• **What the exercise asks**: Check each line of the material. Copy those containing "stove".
── Records provided ──
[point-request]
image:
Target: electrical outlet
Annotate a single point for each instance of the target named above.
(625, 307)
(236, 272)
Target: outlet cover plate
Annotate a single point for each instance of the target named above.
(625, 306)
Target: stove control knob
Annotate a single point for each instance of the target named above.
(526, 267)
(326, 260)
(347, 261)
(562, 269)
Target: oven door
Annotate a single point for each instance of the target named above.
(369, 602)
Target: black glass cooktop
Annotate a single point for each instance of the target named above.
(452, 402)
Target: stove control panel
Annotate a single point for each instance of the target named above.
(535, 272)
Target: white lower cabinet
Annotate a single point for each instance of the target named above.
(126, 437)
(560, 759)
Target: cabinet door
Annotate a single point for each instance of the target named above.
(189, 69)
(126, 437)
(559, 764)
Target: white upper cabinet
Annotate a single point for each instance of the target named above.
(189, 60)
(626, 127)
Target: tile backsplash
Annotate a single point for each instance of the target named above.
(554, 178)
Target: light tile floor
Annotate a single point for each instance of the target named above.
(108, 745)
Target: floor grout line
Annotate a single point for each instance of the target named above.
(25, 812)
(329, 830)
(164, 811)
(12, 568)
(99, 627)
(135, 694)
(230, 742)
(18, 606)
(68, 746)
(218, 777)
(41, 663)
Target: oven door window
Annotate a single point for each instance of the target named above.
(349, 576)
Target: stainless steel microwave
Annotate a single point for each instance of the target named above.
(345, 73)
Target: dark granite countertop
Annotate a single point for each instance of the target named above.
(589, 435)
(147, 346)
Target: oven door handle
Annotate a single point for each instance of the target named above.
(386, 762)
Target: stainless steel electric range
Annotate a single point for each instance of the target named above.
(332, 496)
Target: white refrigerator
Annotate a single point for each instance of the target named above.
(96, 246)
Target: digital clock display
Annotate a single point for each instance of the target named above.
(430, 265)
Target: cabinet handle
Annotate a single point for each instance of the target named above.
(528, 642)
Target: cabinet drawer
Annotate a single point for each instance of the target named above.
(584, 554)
───
• **Your response**:
Target: stove control knob
Target: stove control panel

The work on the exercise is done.